[[ Listed records open ]]
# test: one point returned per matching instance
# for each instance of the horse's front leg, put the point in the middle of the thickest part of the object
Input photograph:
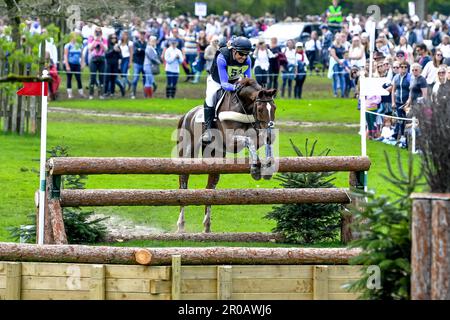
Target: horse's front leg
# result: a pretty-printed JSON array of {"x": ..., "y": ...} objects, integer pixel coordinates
[
  {"x": 213, "y": 180},
  {"x": 248, "y": 143},
  {"x": 268, "y": 167},
  {"x": 183, "y": 179}
]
[[ Listed records closed ]]
■ **Task statement**:
Copy exactly, and only, the lines from the one containing "Target: horse's front leg" through the last line of the listing.

■ **Response for this exercise**:
Target: horse's front leg
# result: a pretty-printed JSON array of {"x": ..., "y": ...} objects, integer pixel coordinates
[
  {"x": 213, "y": 180},
  {"x": 248, "y": 143},
  {"x": 268, "y": 167},
  {"x": 183, "y": 179}
]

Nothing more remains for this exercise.